[Start]
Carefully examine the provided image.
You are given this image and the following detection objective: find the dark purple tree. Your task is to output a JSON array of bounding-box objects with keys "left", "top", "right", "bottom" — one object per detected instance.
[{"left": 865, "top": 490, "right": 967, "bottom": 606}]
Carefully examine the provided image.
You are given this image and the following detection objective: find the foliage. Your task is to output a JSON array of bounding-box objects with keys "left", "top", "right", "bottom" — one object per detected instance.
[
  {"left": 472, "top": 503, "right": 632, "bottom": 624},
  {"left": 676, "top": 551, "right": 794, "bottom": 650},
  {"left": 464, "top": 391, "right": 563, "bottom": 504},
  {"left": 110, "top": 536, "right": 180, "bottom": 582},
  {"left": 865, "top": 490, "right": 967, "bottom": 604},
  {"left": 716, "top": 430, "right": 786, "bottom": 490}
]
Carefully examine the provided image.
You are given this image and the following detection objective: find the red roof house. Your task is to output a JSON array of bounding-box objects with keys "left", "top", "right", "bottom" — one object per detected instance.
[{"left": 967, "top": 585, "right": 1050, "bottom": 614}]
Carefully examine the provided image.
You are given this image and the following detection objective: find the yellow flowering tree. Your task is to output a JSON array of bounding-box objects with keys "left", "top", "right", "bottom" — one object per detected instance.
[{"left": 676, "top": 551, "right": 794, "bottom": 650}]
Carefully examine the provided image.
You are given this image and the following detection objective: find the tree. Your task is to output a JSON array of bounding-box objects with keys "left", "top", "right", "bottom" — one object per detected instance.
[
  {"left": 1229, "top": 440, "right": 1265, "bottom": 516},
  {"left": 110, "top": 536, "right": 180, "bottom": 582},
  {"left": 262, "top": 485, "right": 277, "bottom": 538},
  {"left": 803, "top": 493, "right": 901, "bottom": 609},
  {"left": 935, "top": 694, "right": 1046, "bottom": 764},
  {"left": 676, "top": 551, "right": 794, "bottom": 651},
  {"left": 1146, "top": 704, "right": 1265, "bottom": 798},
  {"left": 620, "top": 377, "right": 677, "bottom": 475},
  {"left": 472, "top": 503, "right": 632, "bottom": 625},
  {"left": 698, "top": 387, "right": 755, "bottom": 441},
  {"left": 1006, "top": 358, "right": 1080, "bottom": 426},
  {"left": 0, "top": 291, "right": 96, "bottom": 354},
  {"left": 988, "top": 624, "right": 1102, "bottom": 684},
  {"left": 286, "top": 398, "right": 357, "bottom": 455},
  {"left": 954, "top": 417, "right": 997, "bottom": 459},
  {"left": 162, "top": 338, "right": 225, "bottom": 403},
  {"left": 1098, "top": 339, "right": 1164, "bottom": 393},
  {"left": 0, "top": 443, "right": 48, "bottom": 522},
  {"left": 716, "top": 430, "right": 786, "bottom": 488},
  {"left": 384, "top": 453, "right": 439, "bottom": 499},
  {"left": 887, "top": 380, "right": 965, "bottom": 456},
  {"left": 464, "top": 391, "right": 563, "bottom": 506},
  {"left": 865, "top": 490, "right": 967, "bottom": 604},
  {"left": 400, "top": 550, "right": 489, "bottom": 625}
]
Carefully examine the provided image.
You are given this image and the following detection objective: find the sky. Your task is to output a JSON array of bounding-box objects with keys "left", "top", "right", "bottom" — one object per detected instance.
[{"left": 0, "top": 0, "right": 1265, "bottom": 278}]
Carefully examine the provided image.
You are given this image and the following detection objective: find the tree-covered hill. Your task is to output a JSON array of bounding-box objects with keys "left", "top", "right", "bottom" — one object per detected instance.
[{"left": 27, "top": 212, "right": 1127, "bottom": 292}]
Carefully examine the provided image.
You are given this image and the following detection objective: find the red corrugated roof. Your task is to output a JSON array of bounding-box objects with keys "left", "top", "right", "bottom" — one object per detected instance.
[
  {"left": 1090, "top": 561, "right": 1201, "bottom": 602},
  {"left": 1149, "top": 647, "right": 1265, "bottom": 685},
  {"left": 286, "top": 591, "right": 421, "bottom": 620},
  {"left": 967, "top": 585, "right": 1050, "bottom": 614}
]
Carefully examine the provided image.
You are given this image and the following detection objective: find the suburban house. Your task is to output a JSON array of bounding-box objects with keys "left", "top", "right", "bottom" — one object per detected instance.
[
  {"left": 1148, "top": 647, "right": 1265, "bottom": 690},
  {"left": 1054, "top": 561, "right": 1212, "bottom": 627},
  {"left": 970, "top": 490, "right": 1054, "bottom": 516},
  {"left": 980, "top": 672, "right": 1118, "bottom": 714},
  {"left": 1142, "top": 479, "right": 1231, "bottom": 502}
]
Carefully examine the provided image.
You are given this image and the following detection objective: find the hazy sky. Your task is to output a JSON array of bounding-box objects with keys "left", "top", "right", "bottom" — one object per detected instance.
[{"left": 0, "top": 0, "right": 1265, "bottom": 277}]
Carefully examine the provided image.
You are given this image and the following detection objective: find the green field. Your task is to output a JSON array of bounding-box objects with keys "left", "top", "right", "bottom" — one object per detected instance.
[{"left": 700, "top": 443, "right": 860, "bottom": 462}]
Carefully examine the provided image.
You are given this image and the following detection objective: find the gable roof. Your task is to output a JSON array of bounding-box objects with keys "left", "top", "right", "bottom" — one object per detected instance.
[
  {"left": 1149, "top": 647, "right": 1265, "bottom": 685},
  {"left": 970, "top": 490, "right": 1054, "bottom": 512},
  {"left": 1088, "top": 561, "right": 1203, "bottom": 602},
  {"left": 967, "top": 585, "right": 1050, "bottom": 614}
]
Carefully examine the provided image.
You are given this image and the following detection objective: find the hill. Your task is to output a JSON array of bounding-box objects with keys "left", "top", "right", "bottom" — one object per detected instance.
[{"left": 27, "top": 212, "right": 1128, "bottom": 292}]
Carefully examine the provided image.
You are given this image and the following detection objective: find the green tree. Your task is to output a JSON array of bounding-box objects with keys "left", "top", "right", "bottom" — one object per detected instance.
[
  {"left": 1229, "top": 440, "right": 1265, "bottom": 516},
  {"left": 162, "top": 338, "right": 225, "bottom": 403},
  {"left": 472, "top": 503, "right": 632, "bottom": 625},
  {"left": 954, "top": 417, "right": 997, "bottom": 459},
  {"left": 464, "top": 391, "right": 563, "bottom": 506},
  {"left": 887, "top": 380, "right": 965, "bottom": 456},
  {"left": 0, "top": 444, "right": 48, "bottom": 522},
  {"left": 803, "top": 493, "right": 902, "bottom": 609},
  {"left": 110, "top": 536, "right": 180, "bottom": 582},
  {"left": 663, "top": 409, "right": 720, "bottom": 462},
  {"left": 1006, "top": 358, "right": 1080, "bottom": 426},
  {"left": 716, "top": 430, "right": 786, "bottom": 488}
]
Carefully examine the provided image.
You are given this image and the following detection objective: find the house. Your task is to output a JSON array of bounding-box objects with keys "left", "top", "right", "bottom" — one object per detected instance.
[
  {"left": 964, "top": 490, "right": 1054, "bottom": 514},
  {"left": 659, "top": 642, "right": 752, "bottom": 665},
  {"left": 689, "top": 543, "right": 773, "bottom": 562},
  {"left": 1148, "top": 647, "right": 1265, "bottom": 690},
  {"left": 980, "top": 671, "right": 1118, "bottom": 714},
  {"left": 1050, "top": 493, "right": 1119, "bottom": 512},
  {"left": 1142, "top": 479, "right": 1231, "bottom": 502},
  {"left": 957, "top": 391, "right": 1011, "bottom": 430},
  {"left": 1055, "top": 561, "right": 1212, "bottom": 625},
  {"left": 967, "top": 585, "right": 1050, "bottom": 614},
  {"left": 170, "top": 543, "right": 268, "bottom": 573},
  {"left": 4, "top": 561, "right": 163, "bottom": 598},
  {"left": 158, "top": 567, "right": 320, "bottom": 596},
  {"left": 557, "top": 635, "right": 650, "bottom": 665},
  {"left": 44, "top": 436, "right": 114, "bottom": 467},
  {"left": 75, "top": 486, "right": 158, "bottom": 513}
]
[End]
→ **What you have to do**
Recast the records as a JSON list of strings, one string per line, from the first line of the records through the line that contains "find the dark". Leave out any blank lines.

→ **Solution for this exercise**
[
  "Carefully examine the provided image.",
  "You are given this image and the following detection objective: find the dark purple tree. Your task is to output a JSON array of bounding-box objects with keys \"left\", \"top\", \"right\", \"bottom\" — one object per detected instance."
]